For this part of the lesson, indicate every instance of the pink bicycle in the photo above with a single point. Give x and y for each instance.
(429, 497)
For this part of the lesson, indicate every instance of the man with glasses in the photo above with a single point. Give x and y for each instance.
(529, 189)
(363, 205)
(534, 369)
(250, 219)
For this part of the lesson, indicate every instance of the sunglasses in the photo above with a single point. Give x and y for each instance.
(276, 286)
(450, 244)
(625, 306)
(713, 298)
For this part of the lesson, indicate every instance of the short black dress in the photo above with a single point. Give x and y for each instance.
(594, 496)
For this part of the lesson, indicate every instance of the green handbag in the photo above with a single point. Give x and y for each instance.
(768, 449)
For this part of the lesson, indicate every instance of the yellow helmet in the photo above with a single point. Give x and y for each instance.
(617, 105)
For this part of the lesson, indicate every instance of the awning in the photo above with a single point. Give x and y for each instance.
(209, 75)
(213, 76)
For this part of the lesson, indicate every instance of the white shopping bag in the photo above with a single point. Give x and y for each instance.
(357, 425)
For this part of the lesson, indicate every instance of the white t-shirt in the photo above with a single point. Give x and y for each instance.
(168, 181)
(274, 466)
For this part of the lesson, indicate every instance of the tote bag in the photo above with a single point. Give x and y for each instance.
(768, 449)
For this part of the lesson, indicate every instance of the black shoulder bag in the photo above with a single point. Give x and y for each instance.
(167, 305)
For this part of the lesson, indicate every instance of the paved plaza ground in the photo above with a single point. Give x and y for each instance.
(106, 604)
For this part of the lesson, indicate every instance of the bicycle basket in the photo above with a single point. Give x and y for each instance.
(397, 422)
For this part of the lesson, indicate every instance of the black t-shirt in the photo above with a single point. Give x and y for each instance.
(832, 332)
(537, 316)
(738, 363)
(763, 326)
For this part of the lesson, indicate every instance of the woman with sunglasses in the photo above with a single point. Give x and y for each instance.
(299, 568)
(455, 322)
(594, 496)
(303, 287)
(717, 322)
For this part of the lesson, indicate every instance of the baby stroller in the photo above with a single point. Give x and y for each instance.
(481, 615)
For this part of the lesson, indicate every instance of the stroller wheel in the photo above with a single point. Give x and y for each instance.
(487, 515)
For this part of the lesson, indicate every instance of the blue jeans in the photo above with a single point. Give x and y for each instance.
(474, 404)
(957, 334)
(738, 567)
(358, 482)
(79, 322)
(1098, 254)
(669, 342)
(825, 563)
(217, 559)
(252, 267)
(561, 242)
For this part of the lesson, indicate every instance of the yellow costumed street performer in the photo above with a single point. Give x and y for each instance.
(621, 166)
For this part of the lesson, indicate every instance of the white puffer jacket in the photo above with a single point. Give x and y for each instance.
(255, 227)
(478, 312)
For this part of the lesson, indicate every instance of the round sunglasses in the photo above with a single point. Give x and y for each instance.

## Required work
Your task is to transcribe exactly the lines from the one with "the yellow costumed" through the end of the data, both included, and nothing besides.

## Problem solution
For this part of the lesson, indicate every instance of the yellow costumed street performer in the photo above with a single point. Give x and y for each instance.
(621, 166)
For this part of the lesson, indicate every instance of the white puffer jacket in the photo above with a single point. Give x and y for each instance.
(255, 227)
(478, 312)
For this part of the lesson, indicate every instance of the round sunglasses in the photo above with a single point. Give x and y for each instance.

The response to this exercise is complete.